• SOURCE EXTRACT:
Larsen v. Soto, 2013 WL 5066813 (9th Cir. 2013):

Holding: Petitioner’s petition showed “actual innocence” enough to overcome procedural bar, where it alleged that 5 different witnesses saw a different person throw a knife (in possession of deadly weapon case) thus undercutting the reliability of proof of guilt, even though this did not affirmatively prove innocence.
Sossa v. Diaz, 93 Crim. L. Rep. 746, 2013 WL 4792941 (9th Cir. 9/10/13):

Holding: Petitioner was entitled to equitable tolling of habeas deadline for filing pro se petition, where habeas court affirmatively misled petitioner by granting him extensions of time to file his petition, and petitioner relied on those extensions.
Dow v. Virga, 2013 WL 4750062 (9th Cir. 2013):

Holding: State court unreasonably applied federal law in applying test of whether it was reasonably probable that a result more favorable to the defense would have occurred absent prosecutor’s knowing presentation of false evidence; rather than correct test of whether there is any reasonable likelihood that the false evidence could have affected the judgment of the jury.
Dubrin v. California, 93 Crim. L. Rep. 448, 2013 WL 3215521 (9th Cir. 6/20/13):

Holding: Even though federal courts are generally barred from hearing challenges to expired prior convictions, when a defendant cannot be faulted for failing to obtain timely review of a constitutional challenge to an expired prior conviction, and that conviction is used to enhance his sentence for a later offense, he may challenge the enhanced sentence under 28 USC 2254 on the ground that the prior conviction was unconstitutionally obtained.
Jamerson v. Runnels, 93 Crim. L. Rep. 179 (9th Cir. 4/24/13):

Holding: Even though federal habeas courts generally cannot hear evidence that wasn’t presented in state court, this did not prohibit federal court in reviewing Batson claim from considering evidence of veniremembers’ races that was not part of the state court record.
Mike v. Ryan, 92 Crim. L. Rep. 750 (9th Cir. 3/14/13):

Holding: State court unreasonably applied federal law and unreasonably determined the facts in light of the evidence presented in the state court proceedings where State failed to disclose impeachment evidence concerning a key Officer-witness.

• GIVEN DATA:
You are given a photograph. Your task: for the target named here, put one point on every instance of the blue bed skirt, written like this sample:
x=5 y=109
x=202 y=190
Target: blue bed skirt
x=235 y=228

• EXERCISE INSTRUCTIONS:
Please answer these questions using the case summaries:
1. In Larsen v. Soto, how many witnesses allegedly saw a different person throw a knife?
2. In Sossa v. Diaz, what did the habeas court grant the petitioner?
3. In Jamerson v. Runnels, what evidence outside the state court record could the federal court consider?
These rows come from a different source than the case summaries.

• EXPECTED OUTPUT:
1. Five witnesses.
2. Extensions of time to file his petition.
3. Evidence of the veniremembers' races.